- [Alıştırma tanımı]:
Anafilaksi tanısını anlatan metinde "c-Kan basıncında azalma" ifadesinden başlayıp "ağrısı, kusma gibi)" ifadesine kadar uzanan bölümü kelimesi kelimesine yazın.

Anafilaksi Nasıl Teşhis Edilir?

Anafilaksi belirtileri, anafilaksi tanısı koymak için yeterlidir. Bununla birlikte anafilaksi tanısı, olayın kritik seyri nedeniyle hızla klinik olarak konulmakta ve laboratuvar testlerinin anafilaksi tanısında sınırlı yeri bulunmaktadır. Anafilaksi tanısı yaygın kabul görmüş klinik kriterleri kullanarak öykü ve fiziki muayeneye dayanmaktadır.

Öykü, bir hastanın anafilaksi geçirip geçirmediğini ve nedenini belirlemek için en önemli ve ilk adımı oluşturur. Öyküde olayın ne zaman ve nasıl geliştiği, ne kadar sürdüğü, ne gibi belirtiler olduğu, herhangi bir tedavi uygulanıp uygulanmadığı (evde veya hastanede), olası tetikleyiciler/uyaranlar detaylı bir şekilde sorgulanmalıdır.

Pratik olarak deri, solunum, dolaşım ve sindirim sistemi bulgularından ani gelişen iki veya daha fazla sistem bulgusunun varlığı durumunda anafilaksi düşünülmelidir. Ancak anafilaksi tanısının atlanmasının önemli nedenlerinden biri de cilt bulgularının her zaman tabloya eşlik etmemesidir.

Bu sebeple anafilaksi tanısı için klinik kriterler belirlenmiştir. Aşağıdaki 3 kriterden herhangi birinin gerçekleşmesi halinde anafilaksi olasılığı çok yüksek olarak değerlendirilir.

1-Akut olarak (dakikalar-saatler içinde) ortaya çıkan deri, mukoza veya ikisine ait tutulum belirtileri (Yaygın ürtiker, kaşıntı, kızarıklık, dudaklar/dil/uvula şişliği) ve aşağıdakilerden en az birinin varlığı

a-Solunum bozulması

b-Kan basıncında azalma veya uç organ fonksiyon bozukluğu ile ilişkili belirtiler


2.Hastanın olası bir alerjen ile karşılaşmasından sonra hızla (dakikalar-saatler içinde) aşağıdakilerden iki veya daha fazlasının oluşması

a-Deri, mukoza veya ikisine ait tutulum belirtileri (yaygın ürtiker, kaşıntı, kızarıklık, dudaklar/dil/uvula şişliği)

b-Solunum bozulması

c-Kan basıncında azalma veya uç organ fonksiyon bozukluğu ile ilişkili belirtiler

d-İnatçı gastrointestinal belirtiler (kramp tarzında karın ağrısı, kusma gibi)


3.Hasta için bilinen bir alerjen ile karşılaştıktan sonra (dakikalar-saatler içinde) kan basıncının düşmesi

a-Bebek ve çocuklarda: Yaşa uygun sistolik kan basıncının düşüklüğü veya sistolik kan basıncında >% 30 düşme

b-Erişkinlerde: Kan basıncı <90 mmHg veya hastanın bazal değerinden >%30 düşme

Anafilaksi Belirtileri Nelerdir?

- [Kayıtlı bilgiler]:
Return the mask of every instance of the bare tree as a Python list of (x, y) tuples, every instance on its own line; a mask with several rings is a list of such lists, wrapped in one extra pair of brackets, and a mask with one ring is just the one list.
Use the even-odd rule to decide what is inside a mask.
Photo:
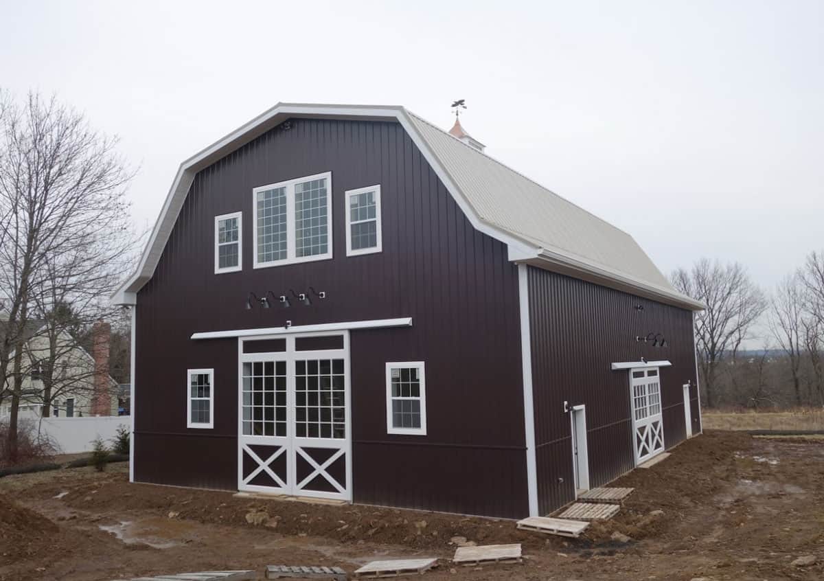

- [Sonuç]:
c-Kan basıncında azalma veya uç organ fonksiyon bozukluğu ile ilişkili belirtiler

d-İnatçı gastrointestinal belirtiler (kramp tarzında karın ağrısı, kusma gibi)